> [ITEMS]:
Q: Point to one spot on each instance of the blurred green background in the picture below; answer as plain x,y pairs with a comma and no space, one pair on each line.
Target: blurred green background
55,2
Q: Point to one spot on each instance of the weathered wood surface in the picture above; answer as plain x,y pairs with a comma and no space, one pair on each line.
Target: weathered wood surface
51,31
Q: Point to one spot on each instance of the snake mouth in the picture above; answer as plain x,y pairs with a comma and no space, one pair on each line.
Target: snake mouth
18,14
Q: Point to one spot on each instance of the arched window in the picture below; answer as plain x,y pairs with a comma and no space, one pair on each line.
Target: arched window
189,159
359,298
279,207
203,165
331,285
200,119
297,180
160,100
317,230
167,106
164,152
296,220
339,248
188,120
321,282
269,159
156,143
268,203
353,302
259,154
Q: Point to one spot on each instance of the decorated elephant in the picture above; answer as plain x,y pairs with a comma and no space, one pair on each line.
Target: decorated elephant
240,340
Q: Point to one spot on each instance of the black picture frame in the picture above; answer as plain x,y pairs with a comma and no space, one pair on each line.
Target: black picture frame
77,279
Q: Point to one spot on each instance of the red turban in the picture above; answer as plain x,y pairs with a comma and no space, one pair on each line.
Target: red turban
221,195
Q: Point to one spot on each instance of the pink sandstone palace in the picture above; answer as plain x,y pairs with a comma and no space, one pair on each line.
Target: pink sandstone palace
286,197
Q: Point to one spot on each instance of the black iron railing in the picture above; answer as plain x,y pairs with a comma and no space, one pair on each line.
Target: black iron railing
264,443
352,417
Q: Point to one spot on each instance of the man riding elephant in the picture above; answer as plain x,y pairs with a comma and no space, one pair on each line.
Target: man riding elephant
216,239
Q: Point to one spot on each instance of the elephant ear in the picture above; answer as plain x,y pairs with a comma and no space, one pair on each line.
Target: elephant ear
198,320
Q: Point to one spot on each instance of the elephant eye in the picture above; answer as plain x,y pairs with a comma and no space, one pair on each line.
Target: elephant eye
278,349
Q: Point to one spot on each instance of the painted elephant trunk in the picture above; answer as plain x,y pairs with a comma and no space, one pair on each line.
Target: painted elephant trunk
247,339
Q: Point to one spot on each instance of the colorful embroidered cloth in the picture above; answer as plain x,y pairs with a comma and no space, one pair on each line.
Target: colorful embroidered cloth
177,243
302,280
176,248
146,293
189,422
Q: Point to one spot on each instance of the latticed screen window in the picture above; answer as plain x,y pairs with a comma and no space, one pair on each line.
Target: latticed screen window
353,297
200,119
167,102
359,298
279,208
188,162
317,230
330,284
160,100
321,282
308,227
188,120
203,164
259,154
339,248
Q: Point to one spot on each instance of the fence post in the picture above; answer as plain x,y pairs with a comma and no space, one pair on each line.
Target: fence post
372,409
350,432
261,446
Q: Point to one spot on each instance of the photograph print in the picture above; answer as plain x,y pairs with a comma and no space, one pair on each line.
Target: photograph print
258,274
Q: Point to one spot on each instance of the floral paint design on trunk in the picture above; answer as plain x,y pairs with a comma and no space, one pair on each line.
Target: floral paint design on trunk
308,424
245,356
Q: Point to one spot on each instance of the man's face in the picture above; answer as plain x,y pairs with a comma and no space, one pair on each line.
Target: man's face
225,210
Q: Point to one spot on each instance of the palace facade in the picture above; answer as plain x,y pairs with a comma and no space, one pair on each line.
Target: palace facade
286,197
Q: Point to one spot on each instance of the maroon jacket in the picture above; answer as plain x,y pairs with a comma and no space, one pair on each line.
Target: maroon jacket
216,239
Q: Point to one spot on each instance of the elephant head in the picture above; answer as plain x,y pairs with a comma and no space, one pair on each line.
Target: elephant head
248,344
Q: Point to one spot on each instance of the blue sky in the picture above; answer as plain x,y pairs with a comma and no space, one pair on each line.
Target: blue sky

> [PROMPT]:
Type out the material again exactly as presented.

> [SOLUTION TO THE PROBLEM]:
Q: Point to one spot on each instance of the blurred green background in the picture below; answer as plain x,y pairs with a comma and no space, one pair on each line.
Target: blurred green background
55,2
Q: Point to one spot on each instance of the weathered wood surface in the picture above; answer as plain x,y pairs with a comma and no space, one pair on each line.
Target: weathered wood surface
51,31
Q: Point to one spot on each instance of the snake mouth in the picture above; answer as plain x,y pairs with a comma and no space, one pair on each line.
Target: snake mouth
18,14
Q: Point to one spot on each instance of the arched window in the picture below; answer as plain x,y pairs with a comma and no space, one pair on each line.
Target: arched window
189,159
359,298
279,207
203,165
331,285
200,119
297,180
160,100
317,230
167,106
164,152
296,220
339,248
188,120
321,282
269,159
156,143
268,203
353,302
259,154
Q: Point to one spot on each instance of the decorated elephant in the picture above; answer as plain x,y pairs with a comma and no space, one pair on each line.
Target: decorated elephant
240,340
Q: Point to one spot on each instance of the black picture frame in the picture above; answer as plain x,y pairs with a comma and no space, one pair on each line.
Target: black picture frame
77,279
Q: Point to one spot on each instance of the red turban in the picture above; answer as plain x,y pairs with a comma and no space, one pair on each line.
Target: red turban
221,195
Q: Point to one spot on each instance of the pink sandstone palace in the picture above; answer as plain x,y pairs with a comma and no space, one pair on each line.
Target: pink sandstone palace
286,197
Q: Point to one spot on each instance of the black iron railing in the picture above; answer as plain x,y pairs with a comma and no space, one pair on each line.
Target: black iron railing
264,443
352,417
Q: Point to one spot on each instance of the man riding elephant in the picture above; answer as plain x,y pairs with a comma and no space, one pair on each line.
Target: man riding elephant
216,239
Q: Point to one spot on each instance of the elephant ear in the picture above; answer as plain x,y pairs with a comma and no space, one pair on each line.
Target: elephant ear
198,320
Q: Point to one spot on each instance of the elephant eye in the picture above; answer as plain x,y pairs with a comma and no space, one pair on each line.
Target: elephant eye
278,349
Q: Point to one spot on each instance of the painted elephant trunk in the picture above; answer as plain x,y pairs with a comma and no space, one pair on each line.
Target: painted elephant trunk
247,339
Q: Point to one spot on each instance of the colorful embroidered cloth in the picture above; answer as plain x,y pairs with a comma and no space, one pair on each line.
Target: colorful embroidered cloth
177,243
302,280
176,248
146,293
189,422
Q: Point to one spot on each instance of the latticed screen window in the picture above; answer as plain x,y pairs with a comma and no space, one pair on each line.
Target: latticed screen window
353,297
200,119
167,102
359,298
279,208
188,162
317,230
330,284
160,100
321,282
308,227
188,120
203,164
259,154
339,248
Q: Point to one spot on each instance of the fence post in the picture above; answer as plain x,y pairs with a comma and no space, one pair on each line.
Target: fence post
372,409
350,432
261,446
Q: Point to one spot on each instance of the photograph print in the picture above; answer as plain x,y pairs with a comma and no space, one pair on each line.
Target: photograph print
258,274
Q: Point to one spot on each instance of the floral paint design on trunk in the picture above; answer as plain x,y pairs with a comma and no space, one pair on each line.
Target: floral paint design on trunk
308,424
245,356
Q: Point to one spot on each instance of the man's face in the picture above; answer as plain x,y pairs with a comma and no space, one pair on each line.
Target: man's face
225,210
Q: Point to one spot on each instance of the palace facade in the picture above; answer as plain x,y pairs with a comma and no space, one pair on each line.
Target: palace facade
286,197
Q: Point to one spot on each instance of the maroon jacket in the picture above; answer as plain x,y pairs with a comma and no space, one pair on each line.
Target: maroon jacket
216,239
Q: Point to one spot on each instance of the elephant head in the picture above; answer as plain x,y pairs with a comma and no space, one pair on each line.
Target: elephant head
248,344
Q: Point to one spot on each instance of the blue sky in the picture above; answer as plain x,y pairs with a comma and no space, one pair on each line.
Target: blue sky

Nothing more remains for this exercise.